Invisible Unicode Attacks on GitHub & npm

Supply chain attacks usually leave traces. A suspicious new dependency, an unusual network call, code that looks out of place. The Glassworm technique is different: the malicious payload is genuinely invisible. You can read the file, run a diff, review the pull request, and see nothing wrong — because the attack hides inside Unicode codepoints that render as zero-width or blank in every standard editor and terminal.

Aikido Security published a detailed analysis of a March 2026 wave that compromised over 150 GitHub repositories in a single week. The targets included projects with thousands of stars, published npm packages, and at least one VS Code extension distributed via the Open VSX Registry. This article breaks down the technique and gives you concrete tools to detect and block it.

What Glassworm Is

Glassworm is the name given to a threat actor (or coordinated campaign) that has been running invisible Unicode supply chain attacks since at least early 2025. The name refers to the attack's core property: the payload is transparent — present in the file but visually undetectable without specialized tooling.

The campaign has targeted the three main distribution channels for open-source JavaScript code:

GitHub repositories — via pull requests with realistic-looking commits
npm packages — published packages containing invisible encoded payloads
VS Code extensions — distributed through the Open VSX Registry

The March 2026 wave was the largest so far. Between March 3–9, 2026, the same decoder fingerprint appeared in 151+ repositories. Compromised projects included Wasmer, Reworm (1,460 GitHub stars), OpenCode-bench, and Docz. On the npm side: @aifabrix/miso-client and @iflow-mcp/watercrawl-watercrawl-mcp. VS Code: quartz.quartz-markdown-editor v0.3.0.

The Unicode Characters Used

The attack exploits two specific Unicode ranges that are categorized as Private Use Area (PUA) characters. These are codepoints that have no assigned meaning in the Unicode standard — they render as invisible in virtually every font, editor, and terminal.

Variation Selectors (U+FE00 – U+FE0F)

Variation selectors are normally used to specify alternate glyph forms for emoji and CJK characters. The 16 selectors in this range (U+FE00 through U+FE0F) encode the values 0–15. When attached to an ordinary character, a variation selector is invisible — it modifies how the preceding character renders, or simply disappears if the font has no alternate form defined.

* INFORMATION PROVIDED:

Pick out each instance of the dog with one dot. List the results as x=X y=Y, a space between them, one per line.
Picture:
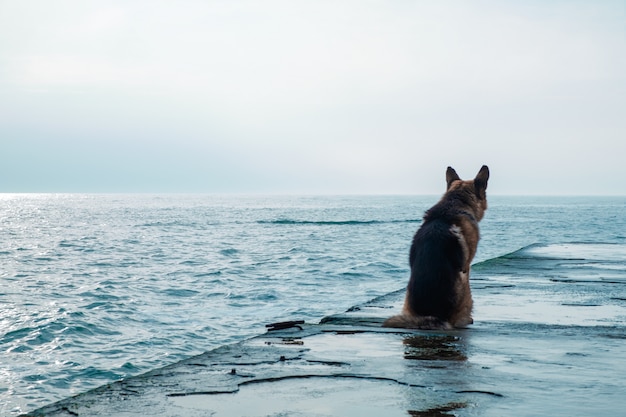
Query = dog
x=438 y=295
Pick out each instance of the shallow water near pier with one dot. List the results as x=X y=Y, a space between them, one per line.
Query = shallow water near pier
x=98 y=288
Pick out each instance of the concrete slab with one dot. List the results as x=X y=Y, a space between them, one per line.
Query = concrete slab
x=548 y=340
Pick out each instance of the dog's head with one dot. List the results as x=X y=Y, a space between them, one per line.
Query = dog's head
x=474 y=191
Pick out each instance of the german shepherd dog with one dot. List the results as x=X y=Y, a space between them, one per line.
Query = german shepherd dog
x=438 y=295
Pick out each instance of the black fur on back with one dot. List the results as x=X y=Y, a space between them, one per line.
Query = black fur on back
x=436 y=259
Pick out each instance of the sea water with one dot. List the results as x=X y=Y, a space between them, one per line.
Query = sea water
x=94 y=288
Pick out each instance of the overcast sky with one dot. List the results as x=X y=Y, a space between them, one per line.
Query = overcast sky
x=303 y=97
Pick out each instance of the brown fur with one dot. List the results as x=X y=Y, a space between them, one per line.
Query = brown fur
x=438 y=294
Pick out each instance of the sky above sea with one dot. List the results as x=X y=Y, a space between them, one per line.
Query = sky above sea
x=324 y=97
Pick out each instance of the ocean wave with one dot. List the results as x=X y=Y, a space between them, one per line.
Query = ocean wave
x=335 y=222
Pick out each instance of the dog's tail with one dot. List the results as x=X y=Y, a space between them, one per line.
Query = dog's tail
x=404 y=321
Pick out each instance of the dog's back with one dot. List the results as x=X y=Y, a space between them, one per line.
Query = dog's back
x=438 y=294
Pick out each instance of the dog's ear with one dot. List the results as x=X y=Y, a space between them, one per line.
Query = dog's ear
x=480 y=182
x=451 y=176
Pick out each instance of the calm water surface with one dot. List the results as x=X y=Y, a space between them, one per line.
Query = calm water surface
x=94 y=288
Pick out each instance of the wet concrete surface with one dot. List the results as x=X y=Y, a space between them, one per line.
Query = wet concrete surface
x=548 y=339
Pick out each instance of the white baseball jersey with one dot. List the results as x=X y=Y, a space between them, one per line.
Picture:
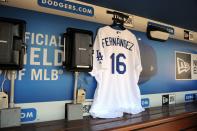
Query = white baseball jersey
x=116 y=68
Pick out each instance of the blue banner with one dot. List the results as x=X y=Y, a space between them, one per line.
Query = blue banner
x=67 y=6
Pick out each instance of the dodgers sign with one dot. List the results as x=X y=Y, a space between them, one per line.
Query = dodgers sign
x=67 y=6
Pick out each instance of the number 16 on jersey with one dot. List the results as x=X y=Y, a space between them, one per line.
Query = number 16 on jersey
x=118 y=66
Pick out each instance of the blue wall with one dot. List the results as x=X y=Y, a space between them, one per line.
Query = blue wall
x=46 y=26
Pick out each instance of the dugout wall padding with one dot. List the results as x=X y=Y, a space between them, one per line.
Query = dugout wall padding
x=43 y=84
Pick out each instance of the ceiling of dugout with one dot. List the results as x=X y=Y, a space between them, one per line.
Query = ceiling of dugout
x=181 y=13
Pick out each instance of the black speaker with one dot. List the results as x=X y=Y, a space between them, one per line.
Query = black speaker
x=78 y=50
x=12 y=45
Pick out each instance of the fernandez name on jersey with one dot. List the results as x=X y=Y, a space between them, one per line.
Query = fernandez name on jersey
x=113 y=41
x=116 y=68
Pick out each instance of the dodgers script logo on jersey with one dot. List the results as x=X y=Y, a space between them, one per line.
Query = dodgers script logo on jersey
x=116 y=67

* YOUR INSTRUCTIONS: In the article on invisible Unicode attacks, what explains the name Glassworm? Answer in one to three sentences.

* THE ANSWER: The name refers to the attack's core property: its payload is transparent. The payload is present in the file but cannot be seen without specialized tooling.